__Testo di partenza__:
· · · · · · ·

Con l’estromissione degli ebrei a segui­to delle leggi razziali del ’38, l’univer­sità italiana ha conosciuto una dop­pia vergogna. Una, quella più nota an­che se con attenzione tardiva, è l’espulsione nel­­l’Italia fascista (ma il bilancio della «dispensa di servizio» è ancora impreciso) di «96 profes­sori ebrei ordinari e straordinari, 141 professori incaricati, 207 liberi docenti e 4 lettori allonta­nati dalle università, cui si andavano ad affian­care i 727 studiosi ebrei espulsi dalle accade­mie e dalle numerose istituzioni culturali del Paese». L’altra, ancora coperta da un velo di re­ticenza o addirittura di imbarazzata omertà, ri­guarda non l’Italia fascista ma quella democrati­ca che ostacolò il rientro nei ranghi accademici degli ebrei perseguitati. È la «doppia epurazio­ne » di cui scrivono Francesca Pelini e Ilaria Pa­van. «La lacerazione prodotta dalla persecuzio­ne antisemita nel dopoguerra non si rimargi­nò », si legge nel loro libro. Oggi questa doppia lacerazione viene finalmente affrontata senza remore, suscitando molti interrogativi sulla no­stra capacità di fare finalmente i conti con il passato.

Il libro è firmato da due autrici che però non ne sono le coautrici in senso stretto. La prima è Francesca Pelini, una giovane e valente studio­sa di Pisa che ha perso la vita nel 2005 (lo rac­conta nella commossa prefazione Paolo Pezzi­no). L’altra è Ilaria Pavan, che ha ripreso la tesi di laurea dell’amica scomparsa, l’ha ritoccata per darne una veste adatta alla pubblicazione e ha aggiunto una postfazione in cui riassume il senso non solo storiografico del lavoro della Pe­lini.

· · · · · · ·

__Obiettivo dichiarato 1__: Puoi estrarre dal testo sulle leggi razziali e l'università il passo che va da «Il libro è firmato» fino a «lavoro della Pe­lini.» compreso, copiandolo senza alcuna modifica?

__Dati forniti__:
· · · · · · ·

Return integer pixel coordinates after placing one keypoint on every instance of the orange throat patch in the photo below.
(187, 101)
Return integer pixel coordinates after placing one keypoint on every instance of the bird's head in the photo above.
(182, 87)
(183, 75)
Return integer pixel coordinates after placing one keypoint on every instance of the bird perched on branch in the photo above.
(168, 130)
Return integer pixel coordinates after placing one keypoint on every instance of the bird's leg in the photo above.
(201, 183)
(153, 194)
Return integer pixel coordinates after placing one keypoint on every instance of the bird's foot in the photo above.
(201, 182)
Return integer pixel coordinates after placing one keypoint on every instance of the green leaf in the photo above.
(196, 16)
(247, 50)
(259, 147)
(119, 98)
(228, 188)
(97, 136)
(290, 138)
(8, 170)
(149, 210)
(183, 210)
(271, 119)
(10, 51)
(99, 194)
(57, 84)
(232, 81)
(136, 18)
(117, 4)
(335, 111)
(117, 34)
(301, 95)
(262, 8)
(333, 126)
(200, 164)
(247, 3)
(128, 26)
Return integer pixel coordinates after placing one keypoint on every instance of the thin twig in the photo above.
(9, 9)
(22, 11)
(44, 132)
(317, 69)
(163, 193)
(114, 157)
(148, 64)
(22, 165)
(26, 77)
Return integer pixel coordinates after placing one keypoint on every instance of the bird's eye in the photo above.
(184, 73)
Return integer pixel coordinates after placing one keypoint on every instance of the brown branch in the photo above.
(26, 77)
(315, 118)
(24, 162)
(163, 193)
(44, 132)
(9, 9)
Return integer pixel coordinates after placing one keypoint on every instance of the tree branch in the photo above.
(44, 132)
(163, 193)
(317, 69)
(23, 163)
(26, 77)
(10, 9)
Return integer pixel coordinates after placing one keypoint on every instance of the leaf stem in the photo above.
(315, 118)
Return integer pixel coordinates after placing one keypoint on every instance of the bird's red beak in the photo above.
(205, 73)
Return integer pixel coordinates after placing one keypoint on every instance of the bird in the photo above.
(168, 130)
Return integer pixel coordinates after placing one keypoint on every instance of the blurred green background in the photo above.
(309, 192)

· · · · · · ·

__Obiettivo dichiarato 2__: Puoi filtrare l'elenco riportando ogni riga che contiene la stringa «bird»? Maiuscole e minuscole contano.

__Risposta 1__:
Il libro è firmato da due autrici che però non ne sono le coautrici in senso stretto. La prima è Francesca Pelini, una giovane e valente studio­sa di Pisa che ha perso la vita nel 2005 (lo rac­conta nella commossa prefazione Paolo Pezzi­no). L’altra è Ilaria Pavan, che ha ripreso la tesi di laurea dell’amica scomparsa, l’ha ritoccata per darne una veste adatta alla pubblicazione e ha aggiunto una postfazione in cui riassume il senso non solo storiografico del lavoro della Pe­lini.

__Risposta 2__:
Return integer pixel coordinates after placing one keypoint on every instance of the bird's head in the photo above.
Return integer pixel coordinates after placing one keypoint on every instance of the bird perched on branch in the photo above.
Return integer pixel coordinates after placing one keypoint on every instance of the bird's leg in the photo above.
Return integer pixel coordinates after placing one keypoint on every instance of the bird's foot in the photo above.
Return integer pixel coordinates after placing one keypoint on every instance of the bird's eye in the photo above.
Return integer pixel coordinates after placing one keypoint on every instance of the bird's red beak in the photo above.
Return integer pixel coordinates after placing one keypoint on every instance of the bird in the photo above.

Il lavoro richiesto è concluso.